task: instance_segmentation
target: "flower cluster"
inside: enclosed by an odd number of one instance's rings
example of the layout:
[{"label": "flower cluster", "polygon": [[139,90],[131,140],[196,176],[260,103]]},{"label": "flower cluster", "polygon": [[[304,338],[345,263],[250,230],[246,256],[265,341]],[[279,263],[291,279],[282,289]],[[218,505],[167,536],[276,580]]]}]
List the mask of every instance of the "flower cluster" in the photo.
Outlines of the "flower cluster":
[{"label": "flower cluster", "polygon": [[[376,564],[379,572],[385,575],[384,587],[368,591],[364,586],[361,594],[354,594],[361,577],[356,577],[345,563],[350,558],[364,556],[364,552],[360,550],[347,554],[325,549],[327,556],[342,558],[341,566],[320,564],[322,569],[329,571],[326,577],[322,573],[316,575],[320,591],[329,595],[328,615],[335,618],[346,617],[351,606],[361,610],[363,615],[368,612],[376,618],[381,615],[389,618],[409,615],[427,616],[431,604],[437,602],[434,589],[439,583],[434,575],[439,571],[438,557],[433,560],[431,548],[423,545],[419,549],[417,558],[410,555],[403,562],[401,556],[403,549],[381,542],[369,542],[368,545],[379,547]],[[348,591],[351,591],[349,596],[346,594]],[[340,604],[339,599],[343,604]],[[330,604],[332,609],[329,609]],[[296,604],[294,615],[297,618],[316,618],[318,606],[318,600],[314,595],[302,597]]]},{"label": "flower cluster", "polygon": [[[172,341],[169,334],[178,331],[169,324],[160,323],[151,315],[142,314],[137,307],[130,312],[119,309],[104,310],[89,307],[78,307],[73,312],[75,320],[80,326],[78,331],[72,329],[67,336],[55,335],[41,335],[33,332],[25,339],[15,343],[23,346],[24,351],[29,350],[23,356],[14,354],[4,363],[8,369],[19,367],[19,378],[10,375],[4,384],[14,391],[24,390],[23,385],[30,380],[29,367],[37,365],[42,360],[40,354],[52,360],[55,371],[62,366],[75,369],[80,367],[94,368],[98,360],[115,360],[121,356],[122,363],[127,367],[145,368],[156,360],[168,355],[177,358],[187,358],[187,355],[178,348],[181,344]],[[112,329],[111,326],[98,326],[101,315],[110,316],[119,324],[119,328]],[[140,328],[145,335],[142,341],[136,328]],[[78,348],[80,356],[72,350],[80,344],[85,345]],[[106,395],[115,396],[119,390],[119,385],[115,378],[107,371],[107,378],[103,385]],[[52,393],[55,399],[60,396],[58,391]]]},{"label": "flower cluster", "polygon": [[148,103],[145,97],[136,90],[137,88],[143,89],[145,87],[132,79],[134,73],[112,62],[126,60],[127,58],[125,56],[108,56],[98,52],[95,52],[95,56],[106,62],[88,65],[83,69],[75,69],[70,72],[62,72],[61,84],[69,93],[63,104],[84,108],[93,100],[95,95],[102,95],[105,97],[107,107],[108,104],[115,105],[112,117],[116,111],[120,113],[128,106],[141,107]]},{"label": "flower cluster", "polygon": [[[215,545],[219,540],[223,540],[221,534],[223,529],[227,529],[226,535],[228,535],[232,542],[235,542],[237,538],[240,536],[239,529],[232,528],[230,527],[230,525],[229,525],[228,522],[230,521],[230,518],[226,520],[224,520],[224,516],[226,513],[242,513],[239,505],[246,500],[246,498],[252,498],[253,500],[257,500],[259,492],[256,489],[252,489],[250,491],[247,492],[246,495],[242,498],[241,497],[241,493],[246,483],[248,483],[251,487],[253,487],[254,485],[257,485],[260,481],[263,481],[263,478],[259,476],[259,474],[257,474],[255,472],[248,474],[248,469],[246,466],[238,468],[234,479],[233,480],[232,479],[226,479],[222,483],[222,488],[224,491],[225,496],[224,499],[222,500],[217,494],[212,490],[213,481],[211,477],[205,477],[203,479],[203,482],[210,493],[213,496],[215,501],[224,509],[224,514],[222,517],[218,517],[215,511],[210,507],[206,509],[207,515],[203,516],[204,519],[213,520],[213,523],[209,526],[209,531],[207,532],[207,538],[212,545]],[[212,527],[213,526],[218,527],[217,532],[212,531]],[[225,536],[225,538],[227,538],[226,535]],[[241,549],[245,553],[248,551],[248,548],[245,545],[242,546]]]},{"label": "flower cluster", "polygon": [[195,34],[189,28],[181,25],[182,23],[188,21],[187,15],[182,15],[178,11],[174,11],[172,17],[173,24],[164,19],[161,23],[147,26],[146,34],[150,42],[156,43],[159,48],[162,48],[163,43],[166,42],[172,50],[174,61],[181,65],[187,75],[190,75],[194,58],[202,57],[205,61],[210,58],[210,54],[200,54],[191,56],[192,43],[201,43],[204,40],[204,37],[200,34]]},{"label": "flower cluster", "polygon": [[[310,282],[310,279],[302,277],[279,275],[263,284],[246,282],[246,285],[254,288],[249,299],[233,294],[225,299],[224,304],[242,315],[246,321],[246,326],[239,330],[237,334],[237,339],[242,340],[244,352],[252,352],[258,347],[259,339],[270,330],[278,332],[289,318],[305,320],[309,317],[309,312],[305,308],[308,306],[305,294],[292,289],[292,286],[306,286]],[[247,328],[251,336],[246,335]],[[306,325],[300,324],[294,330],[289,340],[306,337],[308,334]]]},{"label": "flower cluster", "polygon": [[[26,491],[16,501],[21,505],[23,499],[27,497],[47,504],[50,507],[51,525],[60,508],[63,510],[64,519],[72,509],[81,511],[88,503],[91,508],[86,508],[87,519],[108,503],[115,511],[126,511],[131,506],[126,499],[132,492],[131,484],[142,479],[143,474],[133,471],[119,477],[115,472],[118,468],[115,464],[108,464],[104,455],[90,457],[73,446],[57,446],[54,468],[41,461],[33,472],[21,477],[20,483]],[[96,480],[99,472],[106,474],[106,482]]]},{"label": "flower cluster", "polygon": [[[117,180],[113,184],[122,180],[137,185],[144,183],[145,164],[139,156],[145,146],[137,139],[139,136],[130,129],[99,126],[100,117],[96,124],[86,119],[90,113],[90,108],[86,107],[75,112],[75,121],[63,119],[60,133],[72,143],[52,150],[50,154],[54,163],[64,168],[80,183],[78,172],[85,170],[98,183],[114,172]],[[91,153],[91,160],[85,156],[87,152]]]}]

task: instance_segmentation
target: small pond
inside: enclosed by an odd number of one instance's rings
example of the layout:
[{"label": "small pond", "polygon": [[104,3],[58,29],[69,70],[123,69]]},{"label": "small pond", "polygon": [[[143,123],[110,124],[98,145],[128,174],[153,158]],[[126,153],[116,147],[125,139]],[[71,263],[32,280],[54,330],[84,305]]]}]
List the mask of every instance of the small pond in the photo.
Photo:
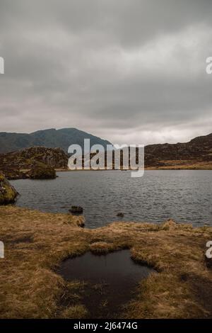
•••••
Work instructions – Locate each line in the entries above that contains the string "pond", and copy every such line.

Task output –
target: small pond
[{"label": "small pond", "polygon": [[104,3],[58,29],[69,70],[123,69]]},{"label": "small pond", "polygon": [[[143,123],[110,124],[98,145],[128,174],[153,158]],[[126,153],[116,147],[125,139]],[[71,263],[32,280],[54,330],[84,305]]]}]
List the mask of every instance of the small pond in the photo.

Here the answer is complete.